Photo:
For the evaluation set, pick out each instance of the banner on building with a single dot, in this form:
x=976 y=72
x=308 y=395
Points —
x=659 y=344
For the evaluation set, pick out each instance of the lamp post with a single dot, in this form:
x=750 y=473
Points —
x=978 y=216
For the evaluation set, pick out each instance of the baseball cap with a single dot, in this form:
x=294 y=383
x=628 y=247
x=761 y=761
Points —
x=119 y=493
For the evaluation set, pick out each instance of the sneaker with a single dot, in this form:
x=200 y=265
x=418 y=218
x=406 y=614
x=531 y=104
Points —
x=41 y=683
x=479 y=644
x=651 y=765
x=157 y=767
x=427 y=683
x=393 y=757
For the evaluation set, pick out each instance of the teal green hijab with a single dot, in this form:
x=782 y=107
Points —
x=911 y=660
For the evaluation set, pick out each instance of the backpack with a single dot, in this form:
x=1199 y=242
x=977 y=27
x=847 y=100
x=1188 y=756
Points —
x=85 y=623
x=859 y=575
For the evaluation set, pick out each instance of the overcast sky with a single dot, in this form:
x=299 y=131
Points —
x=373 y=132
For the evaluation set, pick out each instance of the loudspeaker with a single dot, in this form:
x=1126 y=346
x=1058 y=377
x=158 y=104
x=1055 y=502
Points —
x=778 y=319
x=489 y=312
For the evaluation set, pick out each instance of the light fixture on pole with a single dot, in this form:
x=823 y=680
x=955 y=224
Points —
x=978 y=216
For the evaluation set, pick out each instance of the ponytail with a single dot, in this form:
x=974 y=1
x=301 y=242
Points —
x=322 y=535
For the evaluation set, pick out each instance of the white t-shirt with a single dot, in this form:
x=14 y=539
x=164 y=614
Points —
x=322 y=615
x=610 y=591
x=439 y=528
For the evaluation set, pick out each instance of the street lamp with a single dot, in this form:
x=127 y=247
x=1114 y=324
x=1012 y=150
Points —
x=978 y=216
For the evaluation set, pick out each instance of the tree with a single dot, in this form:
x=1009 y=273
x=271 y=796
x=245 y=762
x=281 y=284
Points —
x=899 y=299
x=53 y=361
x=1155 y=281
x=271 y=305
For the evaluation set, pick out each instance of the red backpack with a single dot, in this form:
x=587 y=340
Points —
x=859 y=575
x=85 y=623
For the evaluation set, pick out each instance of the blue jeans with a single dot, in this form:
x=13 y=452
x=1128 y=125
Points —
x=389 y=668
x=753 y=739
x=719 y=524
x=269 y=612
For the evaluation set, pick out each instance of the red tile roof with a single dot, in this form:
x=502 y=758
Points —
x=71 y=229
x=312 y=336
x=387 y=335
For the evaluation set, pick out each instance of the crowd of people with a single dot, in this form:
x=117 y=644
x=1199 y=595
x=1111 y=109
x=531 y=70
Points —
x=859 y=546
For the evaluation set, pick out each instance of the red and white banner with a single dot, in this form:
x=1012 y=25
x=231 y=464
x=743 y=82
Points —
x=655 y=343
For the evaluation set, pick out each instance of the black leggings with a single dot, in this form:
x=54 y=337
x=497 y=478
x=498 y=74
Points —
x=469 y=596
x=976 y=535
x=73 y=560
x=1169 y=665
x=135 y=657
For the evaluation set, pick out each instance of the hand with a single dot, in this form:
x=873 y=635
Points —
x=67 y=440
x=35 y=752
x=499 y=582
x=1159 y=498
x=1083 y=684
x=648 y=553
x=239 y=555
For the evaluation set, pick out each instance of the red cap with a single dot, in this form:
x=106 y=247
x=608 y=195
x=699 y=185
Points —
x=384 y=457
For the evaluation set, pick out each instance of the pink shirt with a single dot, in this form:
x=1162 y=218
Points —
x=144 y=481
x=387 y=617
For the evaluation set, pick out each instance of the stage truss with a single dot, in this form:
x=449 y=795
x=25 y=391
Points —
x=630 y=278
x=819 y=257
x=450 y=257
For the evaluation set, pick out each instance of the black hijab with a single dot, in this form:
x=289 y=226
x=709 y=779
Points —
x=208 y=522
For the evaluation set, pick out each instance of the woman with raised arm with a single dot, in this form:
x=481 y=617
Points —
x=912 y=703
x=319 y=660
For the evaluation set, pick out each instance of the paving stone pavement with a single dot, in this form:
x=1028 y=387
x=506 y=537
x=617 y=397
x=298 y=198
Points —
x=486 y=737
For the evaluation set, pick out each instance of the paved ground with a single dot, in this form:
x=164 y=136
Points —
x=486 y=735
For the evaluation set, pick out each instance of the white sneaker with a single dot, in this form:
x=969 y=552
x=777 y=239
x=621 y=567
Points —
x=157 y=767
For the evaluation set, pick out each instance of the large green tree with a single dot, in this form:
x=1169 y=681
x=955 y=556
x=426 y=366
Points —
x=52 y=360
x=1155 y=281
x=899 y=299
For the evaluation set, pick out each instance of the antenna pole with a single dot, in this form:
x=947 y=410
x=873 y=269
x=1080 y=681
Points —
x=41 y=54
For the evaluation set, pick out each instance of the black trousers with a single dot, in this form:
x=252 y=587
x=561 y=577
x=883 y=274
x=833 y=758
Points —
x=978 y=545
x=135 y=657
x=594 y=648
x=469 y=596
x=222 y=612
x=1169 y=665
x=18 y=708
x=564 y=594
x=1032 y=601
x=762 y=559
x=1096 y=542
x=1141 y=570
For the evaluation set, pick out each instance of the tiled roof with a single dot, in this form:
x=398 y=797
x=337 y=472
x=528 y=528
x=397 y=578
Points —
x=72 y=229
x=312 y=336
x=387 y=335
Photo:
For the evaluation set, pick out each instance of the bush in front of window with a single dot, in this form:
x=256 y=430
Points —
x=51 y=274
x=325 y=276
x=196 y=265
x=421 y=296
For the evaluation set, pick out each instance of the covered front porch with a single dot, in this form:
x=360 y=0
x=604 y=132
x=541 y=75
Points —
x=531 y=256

════════════════

- Required work: Your task is to output the full set of records exactly as presented.

- Reply:
Photo:
For the evaluation set, pick out each instance of the banner on building with a single dot, in this form:
x=976 y=72
x=308 y=395
Points —
x=659 y=344
For the evaluation set, pick out each instance of the lamp post with a single dot, in this form:
x=750 y=473
Points —
x=978 y=216
For the evaluation set, pick out each instance of the baseball cap with a single dot, in this form:
x=294 y=383
x=628 y=247
x=761 y=761
Points —
x=119 y=493
For the evaluation set, pick out each instance of the sneaker with a single dot, in this form:
x=200 y=265
x=418 y=218
x=406 y=614
x=531 y=104
Points —
x=41 y=683
x=479 y=644
x=651 y=765
x=157 y=767
x=427 y=683
x=393 y=757
For the evaluation set, pick out each instance of the teal green hijab with a single dot, in this form:
x=782 y=107
Points —
x=911 y=660
For the evaluation set, pick out each instance of the backpack with a single dot, in this form:
x=1199 y=242
x=977 y=27
x=847 y=100
x=1188 y=756
Points —
x=85 y=623
x=859 y=575
For the evaluation set, pick out each instance of the overcast sky with a single dot, in this form:
x=299 y=131
Points —
x=373 y=132
For the evaluation set, pick out each instance of the loudspeaker with a single dot, in this form:
x=1126 y=346
x=1058 y=377
x=158 y=104
x=1055 y=502
Points —
x=778 y=319
x=489 y=312
For the evaluation set, pick out each instance of the light fixture on pole with a single dot, in this form:
x=823 y=680
x=955 y=224
Points —
x=978 y=216
For the evaluation set, pick out each instance of the ponytail with a single dot, in this form:
x=974 y=1
x=301 y=242
Points —
x=322 y=535
For the evaluation set, pick out each instance of the white t-shirt with a single dot, in this form:
x=14 y=539
x=164 y=614
Points —
x=322 y=615
x=610 y=591
x=439 y=528
For the evaluation set, pick out each instance of the street lamp with a single dot, in this form:
x=127 y=247
x=1114 y=324
x=1012 y=150
Points —
x=978 y=216
For the evaluation set, pick out each instance of the tree with a single dot, in this form:
x=1009 y=273
x=271 y=796
x=245 y=762
x=281 y=284
Points —
x=899 y=299
x=53 y=361
x=1155 y=281
x=271 y=305
For the evaluation set, pick out each instance of the red backpack with a single dot, in this form:
x=587 y=340
Points —
x=859 y=575
x=85 y=623
For the evaluation set, pick out each instance of the blue jeans with a single dot, in this form:
x=13 y=452
x=1128 y=125
Points —
x=389 y=668
x=753 y=739
x=719 y=524
x=269 y=612
For the evaluation set, pick out each instance of the red tile roof with a single dot, in this form:
x=502 y=758
Points —
x=71 y=229
x=312 y=336
x=387 y=335
For the evaluation set, pick out each instance of the crowd of people with a single dot, in this form:
x=117 y=644
x=1199 y=595
x=1111 y=109
x=531 y=70
Points —
x=859 y=546
For the evaluation set, pick out each instance of the red and white banner with a single dot, in this form:
x=1012 y=25
x=231 y=464
x=743 y=82
Points —
x=655 y=343
For the evaluation set, pick out each instance of the black leggings with a single dot, in this form:
x=54 y=337
x=497 y=478
x=498 y=74
Points —
x=469 y=596
x=976 y=535
x=73 y=560
x=1169 y=665
x=135 y=657
For the evaluation set, pick out each instance of the hand with a single dot, in this form:
x=873 y=635
Points —
x=67 y=440
x=35 y=752
x=499 y=582
x=1159 y=498
x=1083 y=684
x=648 y=553
x=239 y=555
For the evaluation set, pick out each instance of the red cap with a single dot, in this form:
x=106 y=247
x=608 y=195
x=699 y=185
Points —
x=384 y=457
For the evaluation set, pick out each instance of the pink shirt with a single dot, in this form:
x=1162 y=218
Points —
x=144 y=481
x=387 y=617
For the evaluation set, pick out each instance of the stage truss with a single dot, in this form:
x=449 y=795
x=25 y=391
Points —
x=630 y=278
x=819 y=257
x=450 y=257
For the evaluation set, pick out each instance of the black hijab with a single dot, in this form:
x=289 y=226
x=709 y=779
Points —
x=208 y=522
For the evaluation set, pick out each instance of the woman with raised arm with a single dot, in this form:
x=481 y=617
Points —
x=912 y=703
x=319 y=660
For the evaluation set, pick out each instance of the paving stone pavement with a single dot, in this form:
x=1028 y=387
x=506 y=537
x=617 y=397
x=298 y=198
Points —
x=486 y=737
For the evaluation set, pick out each instance of the paved ground with a single dot, in this form:
x=164 y=136
Points —
x=486 y=735
For the evaluation set, pick out each instance of the white sneaker with a single dot, in this form:
x=969 y=552
x=777 y=239
x=621 y=567
Points —
x=157 y=767
For the evaluation set, pick out each instance of the large green tree with a single dot, in this form:
x=1169 y=681
x=955 y=556
x=426 y=366
Points —
x=52 y=360
x=1155 y=281
x=899 y=299
For the evaluation set, pick out each instance of the antenna pole with a single dot, in this form:
x=947 y=410
x=873 y=269
x=1080 y=681
Points —
x=41 y=54
For the evaluation set, pick out each instance of the black trousers with a single dot, in this form:
x=252 y=587
x=561 y=577
x=883 y=274
x=833 y=758
Points —
x=978 y=545
x=135 y=657
x=594 y=648
x=469 y=596
x=222 y=612
x=1169 y=665
x=18 y=708
x=564 y=594
x=1032 y=601
x=762 y=559
x=1096 y=542
x=1141 y=570
For the evaluation set, pick out each instance of the tiled roof with a single dot, in this form:
x=398 y=797
x=337 y=472
x=528 y=528
x=397 y=578
Points —
x=72 y=229
x=312 y=336
x=387 y=335
Photo:
For the evaluation set, pick out each instance of the bush in front of window with a single dot, in this form:
x=256 y=430
Points —
x=51 y=274
x=325 y=276
x=196 y=265
x=421 y=296
For the evaluation set, pick out each instance of the covered front porch with a single dot, in this form:
x=360 y=0
x=604 y=132
x=541 y=75
Points —
x=531 y=256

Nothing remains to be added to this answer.